** Requirement **
Write out the whole listing word for word.
= = = = = = =
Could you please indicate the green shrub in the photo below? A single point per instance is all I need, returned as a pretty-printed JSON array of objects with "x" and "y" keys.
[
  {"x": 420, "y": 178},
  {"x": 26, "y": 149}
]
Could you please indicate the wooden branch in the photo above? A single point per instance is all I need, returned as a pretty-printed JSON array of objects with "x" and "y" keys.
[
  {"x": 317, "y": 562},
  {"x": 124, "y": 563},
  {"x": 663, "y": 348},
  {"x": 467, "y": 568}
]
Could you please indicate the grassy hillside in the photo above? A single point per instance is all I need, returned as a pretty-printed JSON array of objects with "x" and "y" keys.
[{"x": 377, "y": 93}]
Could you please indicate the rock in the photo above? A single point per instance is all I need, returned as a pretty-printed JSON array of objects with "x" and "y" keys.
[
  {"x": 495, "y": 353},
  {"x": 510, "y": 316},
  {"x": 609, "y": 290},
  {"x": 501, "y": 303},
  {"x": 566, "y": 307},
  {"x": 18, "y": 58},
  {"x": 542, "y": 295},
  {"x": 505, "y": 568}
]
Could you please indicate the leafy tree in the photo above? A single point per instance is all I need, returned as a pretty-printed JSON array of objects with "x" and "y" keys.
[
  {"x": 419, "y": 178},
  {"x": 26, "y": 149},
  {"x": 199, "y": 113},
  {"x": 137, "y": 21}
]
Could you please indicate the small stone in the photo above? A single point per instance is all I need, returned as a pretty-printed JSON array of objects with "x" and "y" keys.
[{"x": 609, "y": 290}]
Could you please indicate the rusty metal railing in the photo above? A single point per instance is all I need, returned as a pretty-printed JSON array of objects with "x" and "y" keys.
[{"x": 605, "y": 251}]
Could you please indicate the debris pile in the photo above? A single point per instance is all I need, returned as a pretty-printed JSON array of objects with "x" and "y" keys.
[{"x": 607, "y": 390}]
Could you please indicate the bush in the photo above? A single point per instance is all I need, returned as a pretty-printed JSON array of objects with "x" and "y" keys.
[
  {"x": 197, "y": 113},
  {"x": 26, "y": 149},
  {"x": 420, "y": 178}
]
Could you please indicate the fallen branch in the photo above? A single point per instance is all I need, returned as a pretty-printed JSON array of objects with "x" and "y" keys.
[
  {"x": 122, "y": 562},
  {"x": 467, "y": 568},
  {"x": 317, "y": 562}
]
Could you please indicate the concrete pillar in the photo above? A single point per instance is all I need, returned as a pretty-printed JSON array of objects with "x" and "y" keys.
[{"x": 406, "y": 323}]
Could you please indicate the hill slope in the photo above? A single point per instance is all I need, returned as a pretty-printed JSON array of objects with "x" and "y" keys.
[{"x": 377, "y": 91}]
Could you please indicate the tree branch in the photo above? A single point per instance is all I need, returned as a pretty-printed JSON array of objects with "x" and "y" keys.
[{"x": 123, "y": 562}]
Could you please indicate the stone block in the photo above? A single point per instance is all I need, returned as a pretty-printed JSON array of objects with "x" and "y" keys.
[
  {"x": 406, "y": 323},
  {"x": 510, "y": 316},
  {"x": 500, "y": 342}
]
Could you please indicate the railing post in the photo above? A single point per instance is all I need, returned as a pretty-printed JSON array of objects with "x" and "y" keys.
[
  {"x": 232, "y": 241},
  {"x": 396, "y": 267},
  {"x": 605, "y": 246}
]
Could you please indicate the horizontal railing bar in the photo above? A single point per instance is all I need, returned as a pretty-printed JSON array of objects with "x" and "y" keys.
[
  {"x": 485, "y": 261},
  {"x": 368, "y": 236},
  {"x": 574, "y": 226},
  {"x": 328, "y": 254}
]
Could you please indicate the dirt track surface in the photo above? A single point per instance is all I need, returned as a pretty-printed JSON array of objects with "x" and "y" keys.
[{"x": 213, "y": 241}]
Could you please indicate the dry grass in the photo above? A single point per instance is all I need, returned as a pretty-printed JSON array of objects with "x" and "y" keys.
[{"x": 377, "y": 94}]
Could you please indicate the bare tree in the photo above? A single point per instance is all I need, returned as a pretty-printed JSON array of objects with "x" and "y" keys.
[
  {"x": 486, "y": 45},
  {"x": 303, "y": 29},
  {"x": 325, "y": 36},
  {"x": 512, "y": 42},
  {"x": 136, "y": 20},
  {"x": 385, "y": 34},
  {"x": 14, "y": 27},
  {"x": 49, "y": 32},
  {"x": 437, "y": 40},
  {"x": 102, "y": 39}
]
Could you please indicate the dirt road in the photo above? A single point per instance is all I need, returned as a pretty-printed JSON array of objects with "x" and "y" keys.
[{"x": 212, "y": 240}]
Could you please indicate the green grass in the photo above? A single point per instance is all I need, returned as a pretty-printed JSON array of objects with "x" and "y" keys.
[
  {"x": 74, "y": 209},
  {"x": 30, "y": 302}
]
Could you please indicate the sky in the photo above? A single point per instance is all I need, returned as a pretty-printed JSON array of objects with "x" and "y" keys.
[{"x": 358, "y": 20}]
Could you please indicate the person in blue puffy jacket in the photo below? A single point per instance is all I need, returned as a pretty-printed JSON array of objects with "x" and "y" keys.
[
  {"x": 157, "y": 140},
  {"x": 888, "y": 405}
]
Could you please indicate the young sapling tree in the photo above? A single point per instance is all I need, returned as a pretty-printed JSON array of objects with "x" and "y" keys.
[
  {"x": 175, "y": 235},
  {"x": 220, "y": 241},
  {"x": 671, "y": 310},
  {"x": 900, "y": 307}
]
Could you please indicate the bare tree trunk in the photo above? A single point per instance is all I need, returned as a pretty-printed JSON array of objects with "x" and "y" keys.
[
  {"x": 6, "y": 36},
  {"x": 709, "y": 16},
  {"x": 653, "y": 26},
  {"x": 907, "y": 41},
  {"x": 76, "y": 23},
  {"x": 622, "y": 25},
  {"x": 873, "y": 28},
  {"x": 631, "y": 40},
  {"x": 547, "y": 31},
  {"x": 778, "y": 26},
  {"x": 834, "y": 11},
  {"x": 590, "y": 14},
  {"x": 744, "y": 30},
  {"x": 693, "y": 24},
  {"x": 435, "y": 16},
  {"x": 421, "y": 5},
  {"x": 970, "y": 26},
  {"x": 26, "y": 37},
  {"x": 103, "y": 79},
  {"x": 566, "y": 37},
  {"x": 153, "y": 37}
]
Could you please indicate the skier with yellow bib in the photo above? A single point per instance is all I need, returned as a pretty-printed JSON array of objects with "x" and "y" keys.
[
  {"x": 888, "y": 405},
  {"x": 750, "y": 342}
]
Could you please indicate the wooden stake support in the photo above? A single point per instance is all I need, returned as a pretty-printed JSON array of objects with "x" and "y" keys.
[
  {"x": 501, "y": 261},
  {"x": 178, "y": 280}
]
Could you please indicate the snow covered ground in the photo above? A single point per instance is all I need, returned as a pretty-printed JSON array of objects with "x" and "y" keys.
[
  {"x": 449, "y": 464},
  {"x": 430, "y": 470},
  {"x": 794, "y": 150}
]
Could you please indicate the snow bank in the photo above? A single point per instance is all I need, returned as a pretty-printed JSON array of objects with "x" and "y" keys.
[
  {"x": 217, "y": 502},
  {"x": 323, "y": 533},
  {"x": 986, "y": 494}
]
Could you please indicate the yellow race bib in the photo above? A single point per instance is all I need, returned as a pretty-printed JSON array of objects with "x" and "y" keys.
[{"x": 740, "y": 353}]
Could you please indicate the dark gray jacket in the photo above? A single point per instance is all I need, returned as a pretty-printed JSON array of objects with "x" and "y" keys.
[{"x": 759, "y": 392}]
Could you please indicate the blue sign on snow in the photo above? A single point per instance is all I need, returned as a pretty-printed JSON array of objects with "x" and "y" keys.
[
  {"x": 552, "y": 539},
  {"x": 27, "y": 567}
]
= = = = = = =
** Answer to this task **
Could you please indicate the green shrub in the photo below? A single point per instance is all I need, returned as a pretty-printed JSON array of objects with "x" and "y" keys.
[
  {"x": 420, "y": 178},
  {"x": 26, "y": 149}
]
Could you please indicate the wooden branch in the photo above? A single point per instance is all I need, returned as a pretty-printed JSON array of objects with "x" and "y" keys.
[
  {"x": 317, "y": 562},
  {"x": 124, "y": 563},
  {"x": 663, "y": 348},
  {"x": 467, "y": 568}
]
Could you please indicate the grassy hillside in the photo above? A single point per instance is all I need, returned as a pretty-printed JSON array of objects with "x" and "y" keys.
[{"x": 377, "y": 93}]
Could you please indicate the rock in the photo above? A single point per instance is all I need, returned as a pretty-printed JSON array of objects with "x" and "y" keys.
[
  {"x": 495, "y": 353},
  {"x": 510, "y": 316},
  {"x": 609, "y": 290},
  {"x": 501, "y": 303},
  {"x": 566, "y": 307},
  {"x": 18, "y": 58},
  {"x": 542, "y": 295},
  {"x": 505, "y": 568}
]
Could you please indicate the leafy tree in the photo above? A single point per instance is all I need, returned as a pretty-printed JSON array of objects with "x" and "y" keys.
[
  {"x": 419, "y": 178},
  {"x": 26, "y": 149},
  {"x": 199, "y": 113},
  {"x": 137, "y": 21}
]
Could you please indicate the small stone in the photo above? A single point per instance is all I need, returned as a pretty-printed JSON array of objects with "x" and "y" keys.
[{"x": 609, "y": 290}]
Could you please indicate the rusty metal railing in the photo above? A single point per instance is all I need, returned as a pretty-printed JSON array of objects with "x" and "y" keys.
[{"x": 605, "y": 251}]
Could you please indicate the debris pile in the photo above? A single point per instance is all I need, returned as a pretty-printed JSON array of objects with "x" and "y" keys.
[{"x": 607, "y": 390}]
Could you please indicate the bush in the photo above? A single point per instance is all I need, returned as a pretty-printed JSON array of objects with "x" and "y" keys.
[
  {"x": 197, "y": 113},
  {"x": 26, "y": 149},
  {"x": 420, "y": 178}
]
Could you please indicate the fallen branch in the photo above? A single point per instance is all I need, returned as a pretty-printed JSON array of objects with "x" and "y" keys.
[
  {"x": 122, "y": 562},
  {"x": 467, "y": 568},
  {"x": 317, "y": 562}
]
Could you please indicate the concrete pillar in the photo above? A single point per instance is all I need, returned as a pretty-printed JSON array of objects with "x" and "y" keys.
[{"x": 406, "y": 323}]
Could you please indicate the hill slope in the photo above? A single point per instance is all I need, returned as a pretty-printed JSON array of objects with "x" and "y" keys.
[{"x": 377, "y": 91}]
Could you please indicate the tree branch in the photo above? A single point per instance is all I need, returned as a pretty-printed JSON array of objects with "x" and "y" keys.
[{"x": 123, "y": 562}]
Could you please indicate the stone block in the photo above? A single point per instance is all I need, returned as a pretty-printed JSON array of objects with "x" and "y" keys.
[
  {"x": 406, "y": 323},
  {"x": 510, "y": 316},
  {"x": 500, "y": 342}
]
Could you please indicate the railing post in the photo above? A single point per instance is all I need, returned as a pretty-printed JSON array of objects with "x" and "y" keys.
[
  {"x": 232, "y": 241},
  {"x": 396, "y": 267},
  {"x": 605, "y": 246}
]
Could you please indicate the horizontal railing bar in the photo above? A single point per instance is all I need, returned as a pretty-printed JSON array of objects with "x" and "y" keys.
[
  {"x": 485, "y": 261},
  {"x": 368, "y": 236},
  {"x": 574, "y": 226},
  {"x": 328, "y": 254}
]
Could you please indicate the dirt track surface in the photo above? A single point per instance is all I need, returned as a pretty-printed JSON array of objects with "x" and "y" keys.
[{"x": 213, "y": 241}]
Could you please indicate the dry grass in the photo above? A single point per instance is all I need, returned as a pretty-printed JSON array of objects with "x" and "y" keys.
[{"x": 377, "y": 94}]
Could you please indicate the bare tree in the photo above? A single point per instance is all I need, returned as a pretty-printed JSON array of objects with "x" and "y" keys.
[
  {"x": 486, "y": 45},
  {"x": 303, "y": 29},
  {"x": 325, "y": 36},
  {"x": 512, "y": 42},
  {"x": 136, "y": 20},
  {"x": 385, "y": 34},
  {"x": 14, "y": 27},
  {"x": 49, "y": 32},
  {"x": 437, "y": 40},
  {"x": 102, "y": 39}
]
Could you please indicate the dirt road in the photo above? A single point per instance is all I need, returned as a pretty-printed JSON array of objects with "x" and "y" keys.
[{"x": 212, "y": 240}]
Could you please indicate the green grass in the photo above? A single point per instance is all I need, returned as a pretty-printed JSON array of objects with "x" and "y" keys.
[
  {"x": 74, "y": 209},
  {"x": 30, "y": 302}
]
Could you please indicate the sky in the photo above? A single point per instance is all I need, returned as a pretty-printed JSON array of objects with "x" and "y" keys.
[{"x": 358, "y": 20}]
Could you please indicate the person in blue puffy jacket in the photo below? A single point per instance is all I need, returned as a pretty-printed JSON array of objects with "x" and "y" keys.
[
  {"x": 157, "y": 140},
  {"x": 888, "y": 405}
]
Could you please indicate the young sapling tree in the photo above? A single point per instance is all I need, returned as a pretty-printed JSON array of objects with "x" and "y" keys.
[
  {"x": 175, "y": 235},
  {"x": 220, "y": 241},
  {"x": 671, "y": 310},
  {"x": 900, "y": 307}
]
Could you please indicate the bare tree trunk in the photo above? A single point per instance is all I need, returned as a pretty-printed JSON array of objects with "x" and "y" keys.
[
  {"x": 6, "y": 36},
  {"x": 709, "y": 16},
  {"x": 653, "y": 26},
  {"x": 907, "y": 41},
  {"x": 76, "y": 23},
  {"x": 622, "y": 25},
  {"x": 873, "y": 28},
  {"x": 631, "y": 40},
  {"x": 547, "y": 31},
  {"x": 778, "y": 26},
  {"x": 834, "y": 11},
  {"x": 590, "y": 14},
  {"x": 744, "y": 30},
  {"x": 693, "y": 24},
  {"x": 435, "y": 16},
  {"x": 421, "y": 5},
  {"x": 970, "y": 26},
  {"x": 26, "y": 37},
  {"x": 103, "y": 79},
  {"x": 566, "y": 37},
  {"x": 153, "y": 37}
]
Could you please indicate the skier with yellow bib in the photo above? A single point per instance is all I need, returned as a pretty-printed JSON array of objects with "x" and "y" keys.
[
  {"x": 888, "y": 405},
  {"x": 750, "y": 342}
]
Could you please indicate the wooden stake support in the photo above? A single point per instance is all I need, returned as a pretty-printed JSON array of objects with "x" and "y" keys.
[
  {"x": 501, "y": 261},
  {"x": 178, "y": 280}
]
Could you please indicate the snow covered ground in the photo above? A single point per instance is all I need, returned as a pretty-printed JSON array of objects with "x" and "y" keys.
[
  {"x": 449, "y": 464},
  {"x": 430, "y": 470},
  {"x": 794, "y": 150}
]
Could you please indicate the snow bank in the photo above? A single point per instance is all I need, returned as a pretty-printed JSON array of objects with "x" and "y" keys.
[
  {"x": 217, "y": 502},
  {"x": 323, "y": 533},
  {"x": 986, "y": 494}
]
Could you please indicate the yellow race bib in the photo above? A single point per instance is all I need, returned as a pretty-printed JSON array of objects with "x" and "y" keys.
[{"x": 740, "y": 353}]
Could you please indicate the dark gray jacket in the photo above? A single point per instance is all I need, returned as a pretty-printed JSON array of objects with "x" and "y" keys.
[{"x": 759, "y": 392}]
Could you please indicate the blue sign on snow in the photo above? A single point per instance is all I need, returned as a pretty-printed JSON array of objects with "x" and "y" keys.
[
  {"x": 552, "y": 539},
  {"x": 27, "y": 567}
]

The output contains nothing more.